**What to do:** Can you rescale the lines from the one containing "Pick out each instance of the paved" through the end of the records, writing them out again with requests included? Multiply each x and y coordinate in the answers by 1.55 and round to whole numbers, halves up, while leaving the requests and their format samples unchanged.

----- Extracted records

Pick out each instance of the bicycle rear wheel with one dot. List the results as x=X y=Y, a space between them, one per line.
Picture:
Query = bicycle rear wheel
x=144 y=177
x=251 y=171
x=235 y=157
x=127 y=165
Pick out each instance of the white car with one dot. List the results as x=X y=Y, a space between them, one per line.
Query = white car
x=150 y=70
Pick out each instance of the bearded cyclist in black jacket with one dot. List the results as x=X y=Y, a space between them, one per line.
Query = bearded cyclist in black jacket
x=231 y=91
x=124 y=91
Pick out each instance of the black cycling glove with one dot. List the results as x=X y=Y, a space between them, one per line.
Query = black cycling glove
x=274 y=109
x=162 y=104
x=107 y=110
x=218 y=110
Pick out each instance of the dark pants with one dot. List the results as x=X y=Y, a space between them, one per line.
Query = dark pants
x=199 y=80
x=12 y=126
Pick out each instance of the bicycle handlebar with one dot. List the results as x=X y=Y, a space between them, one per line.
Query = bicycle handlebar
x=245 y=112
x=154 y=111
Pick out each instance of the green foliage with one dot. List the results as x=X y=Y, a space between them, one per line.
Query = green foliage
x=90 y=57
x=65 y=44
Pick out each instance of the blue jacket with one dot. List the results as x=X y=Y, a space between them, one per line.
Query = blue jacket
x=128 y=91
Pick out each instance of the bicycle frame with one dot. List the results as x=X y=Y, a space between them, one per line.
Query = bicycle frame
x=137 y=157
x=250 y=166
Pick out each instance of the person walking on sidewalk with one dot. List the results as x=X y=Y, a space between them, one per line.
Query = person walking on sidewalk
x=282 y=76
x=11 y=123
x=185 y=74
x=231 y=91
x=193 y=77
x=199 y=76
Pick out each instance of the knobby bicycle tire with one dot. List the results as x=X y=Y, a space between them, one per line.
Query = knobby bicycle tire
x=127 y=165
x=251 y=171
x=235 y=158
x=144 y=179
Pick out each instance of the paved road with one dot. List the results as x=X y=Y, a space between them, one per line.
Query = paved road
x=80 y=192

----------

**The solution:**
Pick out each instance of the paved road with one dot. List the results as x=X y=Y, a space between them, one per line.
Query = paved road
x=124 y=298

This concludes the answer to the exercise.